#### Data drawn from a collection
================

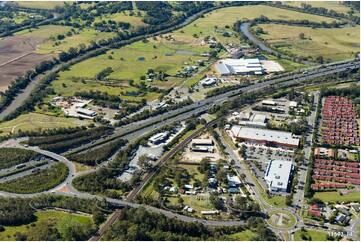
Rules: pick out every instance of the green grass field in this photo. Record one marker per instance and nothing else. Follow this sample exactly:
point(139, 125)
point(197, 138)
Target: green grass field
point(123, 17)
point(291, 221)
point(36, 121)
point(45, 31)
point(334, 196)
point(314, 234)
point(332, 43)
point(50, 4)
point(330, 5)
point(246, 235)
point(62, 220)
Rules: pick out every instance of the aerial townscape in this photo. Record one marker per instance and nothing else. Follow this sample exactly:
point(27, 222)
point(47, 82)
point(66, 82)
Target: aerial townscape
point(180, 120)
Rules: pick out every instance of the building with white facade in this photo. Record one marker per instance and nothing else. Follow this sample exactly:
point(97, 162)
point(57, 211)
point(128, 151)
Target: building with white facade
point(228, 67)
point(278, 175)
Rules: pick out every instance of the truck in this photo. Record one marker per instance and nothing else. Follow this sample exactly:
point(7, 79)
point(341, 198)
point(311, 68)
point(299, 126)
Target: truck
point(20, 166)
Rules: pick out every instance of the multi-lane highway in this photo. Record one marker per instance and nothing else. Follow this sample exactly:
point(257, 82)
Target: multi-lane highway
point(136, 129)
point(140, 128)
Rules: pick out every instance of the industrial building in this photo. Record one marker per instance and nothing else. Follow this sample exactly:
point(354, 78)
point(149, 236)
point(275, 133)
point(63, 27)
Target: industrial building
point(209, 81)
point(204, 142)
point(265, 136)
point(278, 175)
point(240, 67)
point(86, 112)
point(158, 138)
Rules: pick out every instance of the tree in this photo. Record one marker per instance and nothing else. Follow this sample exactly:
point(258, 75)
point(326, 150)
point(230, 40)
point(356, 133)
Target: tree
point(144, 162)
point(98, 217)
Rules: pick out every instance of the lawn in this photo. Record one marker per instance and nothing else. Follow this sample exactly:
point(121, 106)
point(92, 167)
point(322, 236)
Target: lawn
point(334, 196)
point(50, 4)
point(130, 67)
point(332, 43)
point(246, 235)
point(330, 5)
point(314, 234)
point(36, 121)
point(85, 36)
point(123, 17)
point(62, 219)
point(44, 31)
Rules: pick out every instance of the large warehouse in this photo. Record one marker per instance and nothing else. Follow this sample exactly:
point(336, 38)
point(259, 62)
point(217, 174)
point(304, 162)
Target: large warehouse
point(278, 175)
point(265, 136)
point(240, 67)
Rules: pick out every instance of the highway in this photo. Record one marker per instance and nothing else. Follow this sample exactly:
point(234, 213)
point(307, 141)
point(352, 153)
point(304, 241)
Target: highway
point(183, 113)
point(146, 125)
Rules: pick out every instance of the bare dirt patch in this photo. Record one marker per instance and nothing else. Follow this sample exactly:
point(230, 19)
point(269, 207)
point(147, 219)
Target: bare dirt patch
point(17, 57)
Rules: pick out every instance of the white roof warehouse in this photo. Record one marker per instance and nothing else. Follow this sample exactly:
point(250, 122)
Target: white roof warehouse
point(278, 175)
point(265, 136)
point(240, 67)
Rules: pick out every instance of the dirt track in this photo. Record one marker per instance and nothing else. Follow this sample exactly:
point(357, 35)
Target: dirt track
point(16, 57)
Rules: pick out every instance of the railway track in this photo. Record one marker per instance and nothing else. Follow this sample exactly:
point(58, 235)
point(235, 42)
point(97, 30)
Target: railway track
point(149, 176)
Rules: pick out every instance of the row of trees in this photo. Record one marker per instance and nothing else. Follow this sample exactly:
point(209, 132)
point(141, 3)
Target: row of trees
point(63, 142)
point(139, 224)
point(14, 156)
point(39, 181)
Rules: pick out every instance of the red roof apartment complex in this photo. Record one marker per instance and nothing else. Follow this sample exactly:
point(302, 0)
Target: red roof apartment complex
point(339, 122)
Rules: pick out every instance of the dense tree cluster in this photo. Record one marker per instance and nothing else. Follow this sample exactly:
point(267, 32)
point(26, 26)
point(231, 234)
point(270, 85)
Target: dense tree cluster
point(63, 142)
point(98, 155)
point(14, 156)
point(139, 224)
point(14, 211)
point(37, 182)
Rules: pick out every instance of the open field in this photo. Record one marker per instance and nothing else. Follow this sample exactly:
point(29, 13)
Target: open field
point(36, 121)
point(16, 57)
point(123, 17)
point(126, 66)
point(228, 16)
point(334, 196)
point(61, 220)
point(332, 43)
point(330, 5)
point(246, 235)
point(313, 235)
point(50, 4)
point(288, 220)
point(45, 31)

================

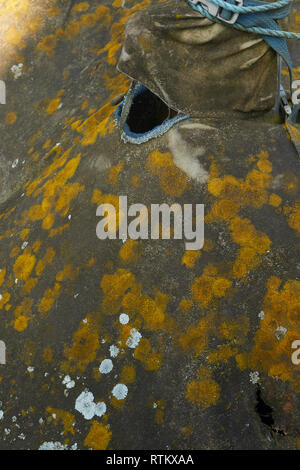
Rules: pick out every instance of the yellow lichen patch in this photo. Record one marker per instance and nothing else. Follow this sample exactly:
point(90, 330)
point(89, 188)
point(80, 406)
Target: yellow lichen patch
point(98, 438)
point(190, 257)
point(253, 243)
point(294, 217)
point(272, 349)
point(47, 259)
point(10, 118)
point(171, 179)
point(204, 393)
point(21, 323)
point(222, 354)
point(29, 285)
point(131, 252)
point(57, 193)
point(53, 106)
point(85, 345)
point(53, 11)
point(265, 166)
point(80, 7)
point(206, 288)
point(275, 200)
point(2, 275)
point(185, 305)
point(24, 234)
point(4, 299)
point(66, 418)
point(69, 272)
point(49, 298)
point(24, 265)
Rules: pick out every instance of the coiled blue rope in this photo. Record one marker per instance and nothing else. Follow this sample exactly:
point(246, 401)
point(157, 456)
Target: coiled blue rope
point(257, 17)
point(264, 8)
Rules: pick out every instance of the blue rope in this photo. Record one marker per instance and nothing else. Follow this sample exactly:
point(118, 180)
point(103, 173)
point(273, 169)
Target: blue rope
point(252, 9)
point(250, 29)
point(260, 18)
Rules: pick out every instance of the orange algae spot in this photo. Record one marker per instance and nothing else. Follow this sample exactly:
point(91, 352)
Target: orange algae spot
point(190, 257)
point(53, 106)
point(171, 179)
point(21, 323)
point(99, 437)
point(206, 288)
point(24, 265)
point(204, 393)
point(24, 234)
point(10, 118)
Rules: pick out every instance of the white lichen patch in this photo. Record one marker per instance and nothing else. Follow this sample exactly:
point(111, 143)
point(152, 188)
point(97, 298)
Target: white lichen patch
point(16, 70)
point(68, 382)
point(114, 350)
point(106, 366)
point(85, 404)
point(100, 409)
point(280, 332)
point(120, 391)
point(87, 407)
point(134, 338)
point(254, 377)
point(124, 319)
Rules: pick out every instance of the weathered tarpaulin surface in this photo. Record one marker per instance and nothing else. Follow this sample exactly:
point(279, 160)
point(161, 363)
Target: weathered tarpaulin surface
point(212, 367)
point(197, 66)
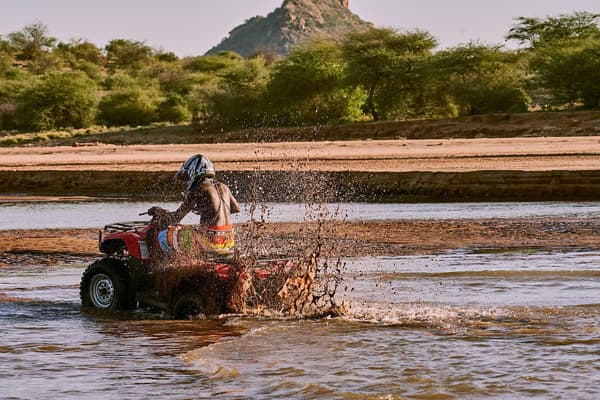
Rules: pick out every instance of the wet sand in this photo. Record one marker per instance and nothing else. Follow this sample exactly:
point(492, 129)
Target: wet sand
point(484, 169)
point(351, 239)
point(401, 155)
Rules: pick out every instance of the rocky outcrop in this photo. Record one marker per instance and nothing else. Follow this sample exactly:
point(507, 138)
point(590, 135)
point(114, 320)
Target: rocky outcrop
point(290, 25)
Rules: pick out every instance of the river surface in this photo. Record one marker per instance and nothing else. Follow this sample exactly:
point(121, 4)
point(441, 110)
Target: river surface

================

#### SET TASK
Can you collect and copy out every line of the entries above that contains the word "outcrop"? Match it with case counting.

#### EXERCISE RESPONSE
Rules: pick out every instance of the rocky outcrop in this photo. Record one marker per instance and nothing else. Follow this sample exactly:
Target: rocky outcrop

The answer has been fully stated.